## YOUR TASKS
(a) Can you write out the BioStorage article between "Most new companies" and "life-sciences economy: services.", inclusive?
(b) Could you shorten the paragraph of the BioStorage article that begins "One million human blood" while keeping its main facts?

## SELECTED EXCERPT
News Article 5

Safis in the News

Cold storage's hot prospect

BioStorage Technologies expands promising tissue safekeeping-delivery business to Europe

By Ted Evanoff
The Indianapolis Star
June 10, 2007

DARMSTADT, Germany &mdsh; Four years after its Indianapolis founding, BioStorage Technologies has opened its first European office, raised $8.3 million among investors and aims to reach $30 million in annual sales by 2012.

"We've been doing pretty good for a little start-up company,'' said founder Oscar Moralez as he showed off the bare new German facility he has been busy developing this spring.

Setting up shop in Germany is a small example of a life- sciences economy taking off back home. Only BioStorage has no drug patents or medical specialty like gene splicing. It's a 25-employee, cold-storage logistics firm.

One million human blood, bone, serum and tissue samples are stored in its 350 Sanyo industrial freezers in Indianapolis on behalf of 45 clients, chiefly laboratories throughout the United States conducting clinical trials and research on potential new medicines.

Clients include AlloSource, Biogen and Covance.

Most new companies take years to develop an international presence. BioStorage's quick rise, though, points to growth from an unexpected side of the life-sciences economy: services.

Since the Indianapolis area launched its 2002 life-sciences initiative, a project to create high-paying technology jobs as factory employment wanes, the talk has been about tech start-ups, particularly shops reliant on scientists and engineers.

A few innovative tech companies have emerged amid high publicity, such as migraine researcher CoLucid Pharmaceuticals and cancer researcher CS-Keys. The expansion pace has been faster, though quieter, on the service side among companies such as DCL Medical Laboratories, Indigo BioSystems, Oxford BioSignals, Safis Solutions and Sentry Logistics.

Point-per-instance localization data:

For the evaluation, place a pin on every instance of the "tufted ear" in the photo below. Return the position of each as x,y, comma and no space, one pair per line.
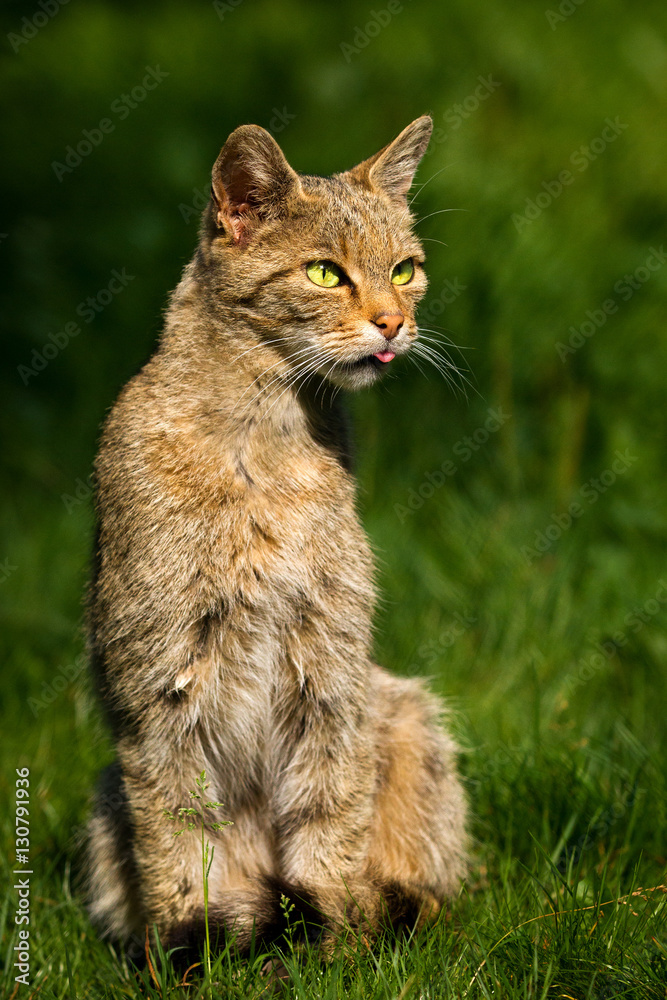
250,182
392,169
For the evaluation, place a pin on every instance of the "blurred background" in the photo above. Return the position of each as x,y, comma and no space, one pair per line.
519,521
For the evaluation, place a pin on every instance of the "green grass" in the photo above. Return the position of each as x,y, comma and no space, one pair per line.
547,638
564,766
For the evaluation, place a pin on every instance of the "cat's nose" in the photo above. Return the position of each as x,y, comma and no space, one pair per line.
389,324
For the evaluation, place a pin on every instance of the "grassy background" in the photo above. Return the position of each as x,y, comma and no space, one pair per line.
487,590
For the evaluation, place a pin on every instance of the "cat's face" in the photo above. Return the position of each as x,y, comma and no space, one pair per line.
327,269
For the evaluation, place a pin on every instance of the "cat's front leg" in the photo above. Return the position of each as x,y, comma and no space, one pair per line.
323,797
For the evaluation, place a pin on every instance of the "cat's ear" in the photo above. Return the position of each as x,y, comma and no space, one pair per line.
251,181
392,169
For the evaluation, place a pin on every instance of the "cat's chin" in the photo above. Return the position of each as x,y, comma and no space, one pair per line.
355,374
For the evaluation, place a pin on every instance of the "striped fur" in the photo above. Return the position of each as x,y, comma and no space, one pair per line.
231,605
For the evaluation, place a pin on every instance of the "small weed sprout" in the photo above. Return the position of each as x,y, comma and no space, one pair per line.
188,816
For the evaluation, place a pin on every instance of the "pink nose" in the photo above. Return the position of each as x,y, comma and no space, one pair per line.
389,324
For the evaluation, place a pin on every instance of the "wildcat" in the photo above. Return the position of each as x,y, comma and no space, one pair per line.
230,609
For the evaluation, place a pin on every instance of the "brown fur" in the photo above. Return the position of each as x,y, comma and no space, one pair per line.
230,610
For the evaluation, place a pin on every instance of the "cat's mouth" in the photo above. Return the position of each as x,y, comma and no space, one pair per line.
379,360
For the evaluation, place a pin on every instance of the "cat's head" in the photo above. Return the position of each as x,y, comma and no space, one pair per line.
327,269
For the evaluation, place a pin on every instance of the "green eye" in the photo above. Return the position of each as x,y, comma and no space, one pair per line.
324,273
403,272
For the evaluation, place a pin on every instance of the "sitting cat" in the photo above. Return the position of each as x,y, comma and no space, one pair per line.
231,605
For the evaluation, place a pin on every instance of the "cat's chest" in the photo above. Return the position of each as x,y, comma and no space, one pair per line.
292,527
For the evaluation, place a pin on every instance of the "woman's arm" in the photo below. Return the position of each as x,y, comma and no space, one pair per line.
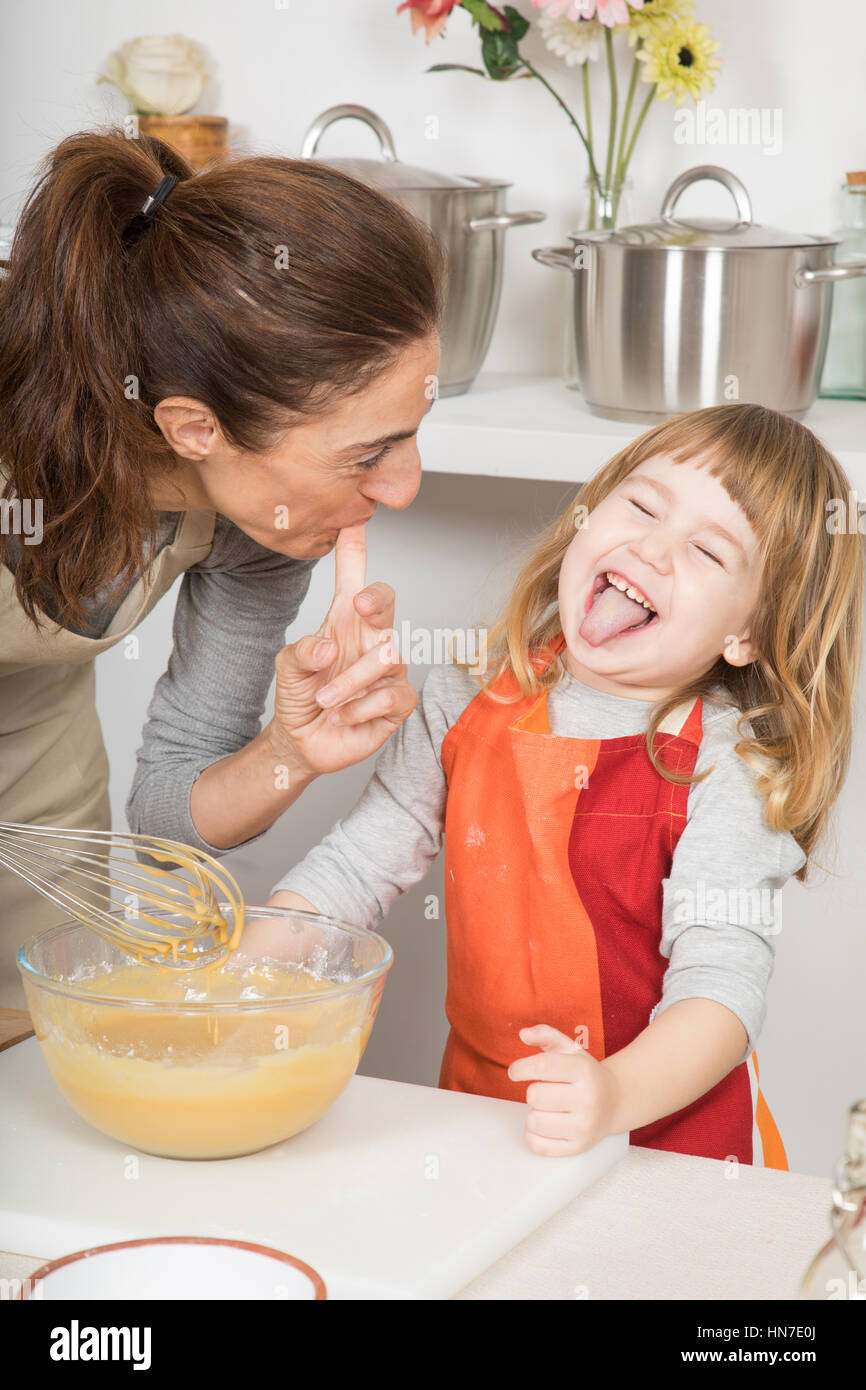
207,776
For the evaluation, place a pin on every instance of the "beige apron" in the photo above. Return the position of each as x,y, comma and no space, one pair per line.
53,765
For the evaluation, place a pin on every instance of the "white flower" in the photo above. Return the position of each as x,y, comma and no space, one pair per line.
160,74
573,39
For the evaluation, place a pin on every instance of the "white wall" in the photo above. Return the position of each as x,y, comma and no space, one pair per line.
277,68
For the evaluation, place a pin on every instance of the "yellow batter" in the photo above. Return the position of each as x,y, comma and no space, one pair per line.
202,1083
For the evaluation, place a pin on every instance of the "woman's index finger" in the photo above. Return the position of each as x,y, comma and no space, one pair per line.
350,560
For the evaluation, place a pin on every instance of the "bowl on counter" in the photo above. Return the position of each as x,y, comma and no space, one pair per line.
199,1062
175,1268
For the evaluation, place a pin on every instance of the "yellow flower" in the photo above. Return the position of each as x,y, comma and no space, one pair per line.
644,24
680,60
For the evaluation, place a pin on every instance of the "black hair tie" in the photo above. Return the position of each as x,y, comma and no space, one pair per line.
157,198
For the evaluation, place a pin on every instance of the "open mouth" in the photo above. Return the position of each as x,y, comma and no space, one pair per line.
615,608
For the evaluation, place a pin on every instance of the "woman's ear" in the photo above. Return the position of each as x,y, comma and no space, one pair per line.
738,651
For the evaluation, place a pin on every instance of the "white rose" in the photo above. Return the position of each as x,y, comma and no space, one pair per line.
160,74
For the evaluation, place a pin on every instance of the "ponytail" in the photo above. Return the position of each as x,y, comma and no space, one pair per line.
104,314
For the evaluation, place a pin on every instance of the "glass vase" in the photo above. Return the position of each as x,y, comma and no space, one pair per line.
603,210
838,1271
844,373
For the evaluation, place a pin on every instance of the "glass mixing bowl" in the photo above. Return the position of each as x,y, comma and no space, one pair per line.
206,1064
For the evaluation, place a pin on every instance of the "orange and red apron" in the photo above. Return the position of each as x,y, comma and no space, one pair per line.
555,854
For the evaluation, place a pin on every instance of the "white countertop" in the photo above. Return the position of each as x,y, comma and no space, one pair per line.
512,426
662,1226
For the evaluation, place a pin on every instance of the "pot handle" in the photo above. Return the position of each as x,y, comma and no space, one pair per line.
715,171
501,221
820,274
559,257
338,113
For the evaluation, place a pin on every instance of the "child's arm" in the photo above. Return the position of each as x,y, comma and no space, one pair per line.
679,1057
722,913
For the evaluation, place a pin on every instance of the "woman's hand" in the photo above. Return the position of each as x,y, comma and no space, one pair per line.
573,1097
352,656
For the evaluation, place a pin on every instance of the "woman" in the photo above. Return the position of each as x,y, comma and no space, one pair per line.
207,374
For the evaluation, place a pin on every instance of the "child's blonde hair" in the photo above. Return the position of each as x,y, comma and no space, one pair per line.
798,692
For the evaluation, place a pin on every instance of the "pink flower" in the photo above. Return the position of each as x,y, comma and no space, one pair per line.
606,11
430,15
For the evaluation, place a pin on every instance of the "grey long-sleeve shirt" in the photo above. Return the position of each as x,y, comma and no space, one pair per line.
720,905
230,622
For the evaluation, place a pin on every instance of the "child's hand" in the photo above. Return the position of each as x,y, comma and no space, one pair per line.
373,695
573,1097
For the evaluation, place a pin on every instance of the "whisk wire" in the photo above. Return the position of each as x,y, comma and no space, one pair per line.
61,863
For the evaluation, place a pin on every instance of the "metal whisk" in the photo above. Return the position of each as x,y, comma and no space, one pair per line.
143,911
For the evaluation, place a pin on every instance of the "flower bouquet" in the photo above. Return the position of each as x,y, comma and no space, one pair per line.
673,54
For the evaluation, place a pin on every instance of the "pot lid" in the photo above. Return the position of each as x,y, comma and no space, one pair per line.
387,173
705,232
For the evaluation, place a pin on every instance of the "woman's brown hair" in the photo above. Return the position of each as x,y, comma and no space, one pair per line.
797,698
266,288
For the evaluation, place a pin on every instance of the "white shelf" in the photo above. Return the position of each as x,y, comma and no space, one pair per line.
512,426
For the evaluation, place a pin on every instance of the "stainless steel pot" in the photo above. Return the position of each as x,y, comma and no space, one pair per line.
469,217
677,314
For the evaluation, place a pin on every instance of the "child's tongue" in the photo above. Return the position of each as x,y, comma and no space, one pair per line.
612,612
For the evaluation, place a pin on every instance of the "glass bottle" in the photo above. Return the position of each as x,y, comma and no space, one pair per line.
838,1271
603,210
844,374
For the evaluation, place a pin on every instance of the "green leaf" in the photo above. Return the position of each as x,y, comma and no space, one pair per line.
517,25
483,14
456,67
499,54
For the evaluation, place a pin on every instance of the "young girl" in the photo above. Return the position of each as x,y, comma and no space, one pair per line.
655,752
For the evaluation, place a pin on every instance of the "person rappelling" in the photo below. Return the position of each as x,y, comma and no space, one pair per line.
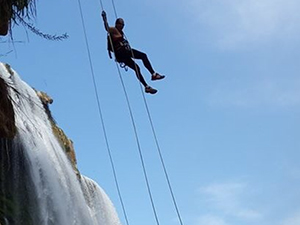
125,54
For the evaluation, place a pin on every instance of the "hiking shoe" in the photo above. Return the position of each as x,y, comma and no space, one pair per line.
157,76
150,90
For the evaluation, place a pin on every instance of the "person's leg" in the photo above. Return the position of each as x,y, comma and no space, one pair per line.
141,55
131,64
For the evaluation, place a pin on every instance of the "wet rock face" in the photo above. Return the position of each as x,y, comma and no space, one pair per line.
7,117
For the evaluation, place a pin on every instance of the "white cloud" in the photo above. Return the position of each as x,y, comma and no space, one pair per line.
227,198
242,23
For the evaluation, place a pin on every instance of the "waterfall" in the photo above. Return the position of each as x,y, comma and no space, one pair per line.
43,187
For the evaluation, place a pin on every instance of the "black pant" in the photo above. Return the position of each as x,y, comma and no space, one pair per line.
125,56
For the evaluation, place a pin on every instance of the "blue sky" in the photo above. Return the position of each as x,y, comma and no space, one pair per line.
226,116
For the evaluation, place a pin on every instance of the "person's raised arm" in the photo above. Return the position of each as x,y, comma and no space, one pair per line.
103,14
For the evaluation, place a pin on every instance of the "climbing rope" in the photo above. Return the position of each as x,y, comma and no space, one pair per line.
155,136
134,128
135,131
101,115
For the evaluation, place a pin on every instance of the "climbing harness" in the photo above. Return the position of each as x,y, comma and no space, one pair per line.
133,124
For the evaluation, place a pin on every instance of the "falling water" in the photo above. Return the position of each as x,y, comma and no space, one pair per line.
45,189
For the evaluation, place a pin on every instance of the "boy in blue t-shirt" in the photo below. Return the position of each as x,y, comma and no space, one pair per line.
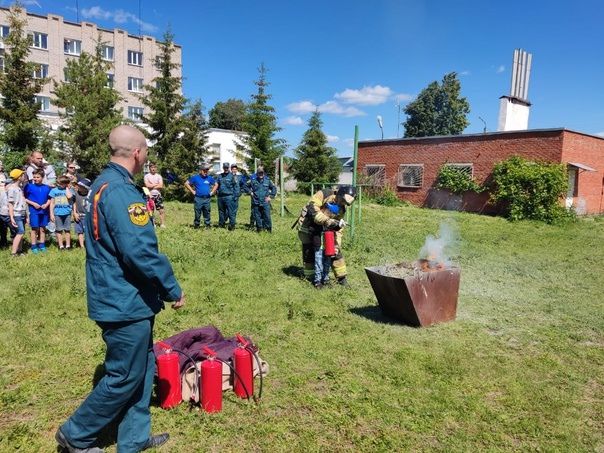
37,197
61,201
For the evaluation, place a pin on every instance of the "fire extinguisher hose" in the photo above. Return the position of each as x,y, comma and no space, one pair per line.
192,360
251,351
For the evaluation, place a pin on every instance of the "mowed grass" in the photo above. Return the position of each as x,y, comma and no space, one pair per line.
522,367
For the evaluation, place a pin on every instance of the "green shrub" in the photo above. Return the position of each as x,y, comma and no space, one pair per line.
532,190
455,180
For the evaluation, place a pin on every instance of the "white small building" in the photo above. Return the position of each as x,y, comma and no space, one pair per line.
226,146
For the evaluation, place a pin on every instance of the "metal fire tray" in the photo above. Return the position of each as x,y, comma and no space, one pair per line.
419,299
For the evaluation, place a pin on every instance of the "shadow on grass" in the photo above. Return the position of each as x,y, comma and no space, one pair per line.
373,313
294,271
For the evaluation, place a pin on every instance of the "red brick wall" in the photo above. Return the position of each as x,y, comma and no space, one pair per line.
587,150
483,151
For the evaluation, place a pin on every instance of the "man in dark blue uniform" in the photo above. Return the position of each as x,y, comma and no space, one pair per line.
262,189
227,190
201,186
127,280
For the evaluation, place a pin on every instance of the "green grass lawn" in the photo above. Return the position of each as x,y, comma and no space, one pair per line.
522,367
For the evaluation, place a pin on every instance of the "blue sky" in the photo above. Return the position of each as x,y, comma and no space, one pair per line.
354,59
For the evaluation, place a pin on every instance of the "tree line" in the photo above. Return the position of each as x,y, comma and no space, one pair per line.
177,126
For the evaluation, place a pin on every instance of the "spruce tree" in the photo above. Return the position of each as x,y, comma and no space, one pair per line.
315,160
89,111
261,125
438,110
21,127
164,103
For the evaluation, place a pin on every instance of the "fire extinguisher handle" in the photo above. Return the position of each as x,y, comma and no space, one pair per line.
210,353
165,346
242,341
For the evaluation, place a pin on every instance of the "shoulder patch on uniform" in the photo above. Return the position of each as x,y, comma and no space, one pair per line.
138,214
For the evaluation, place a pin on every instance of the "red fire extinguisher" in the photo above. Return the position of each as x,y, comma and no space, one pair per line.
211,382
244,370
329,243
168,370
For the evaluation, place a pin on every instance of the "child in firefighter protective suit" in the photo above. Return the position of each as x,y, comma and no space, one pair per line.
324,211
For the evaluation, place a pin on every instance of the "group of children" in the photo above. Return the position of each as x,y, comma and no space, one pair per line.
45,208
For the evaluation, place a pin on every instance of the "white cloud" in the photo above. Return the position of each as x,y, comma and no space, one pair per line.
301,107
293,121
336,108
403,97
333,107
365,96
119,16
30,3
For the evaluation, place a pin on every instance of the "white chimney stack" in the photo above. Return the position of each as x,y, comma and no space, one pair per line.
514,109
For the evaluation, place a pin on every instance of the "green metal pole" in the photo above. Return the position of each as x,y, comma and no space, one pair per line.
360,202
281,186
354,175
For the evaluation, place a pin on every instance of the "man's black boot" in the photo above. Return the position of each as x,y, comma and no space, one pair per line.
64,443
156,441
343,281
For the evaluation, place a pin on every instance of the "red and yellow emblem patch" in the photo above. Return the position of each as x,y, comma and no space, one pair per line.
138,214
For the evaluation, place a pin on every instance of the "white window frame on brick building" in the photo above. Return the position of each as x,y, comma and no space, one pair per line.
72,47
43,102
38,40
410,176
40,71
135,84
135,58
467,169
107,53
135,113
375,174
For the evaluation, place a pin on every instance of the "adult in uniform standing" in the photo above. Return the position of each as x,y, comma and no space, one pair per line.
227,190
201,186
314,218
127,280
262,189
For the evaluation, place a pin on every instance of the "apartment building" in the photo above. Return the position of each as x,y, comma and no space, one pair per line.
54,41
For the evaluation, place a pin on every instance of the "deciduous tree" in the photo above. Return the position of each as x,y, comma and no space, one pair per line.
438,110
228,115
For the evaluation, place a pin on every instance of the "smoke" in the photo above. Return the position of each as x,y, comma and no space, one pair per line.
441,248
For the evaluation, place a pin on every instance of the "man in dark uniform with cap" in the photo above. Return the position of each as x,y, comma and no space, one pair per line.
127,280
201,186
227,189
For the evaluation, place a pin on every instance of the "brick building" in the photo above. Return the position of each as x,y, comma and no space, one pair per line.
55,40
410,165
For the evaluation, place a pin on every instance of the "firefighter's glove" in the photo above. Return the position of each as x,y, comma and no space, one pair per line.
333,225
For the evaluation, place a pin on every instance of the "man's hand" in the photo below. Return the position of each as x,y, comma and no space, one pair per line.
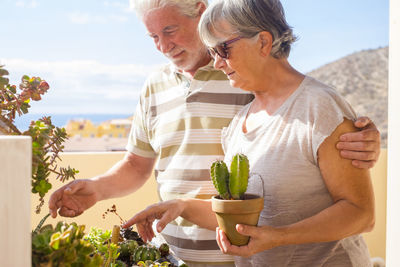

## OUTPUTS IN ORDER
(a)
Most new companies take years to develop an international presence. BioStorage's quick rise, though, points to growth from an unexpected side of the life-sciences economy: services.

(b) BioStorage keeps one million human blood, bone, serum and tissue samples in 350 Sanyo industrial freezers in Indianapolis for 45 clients, mostly U.S. laboratories running clinical trials and research on potential new medicines.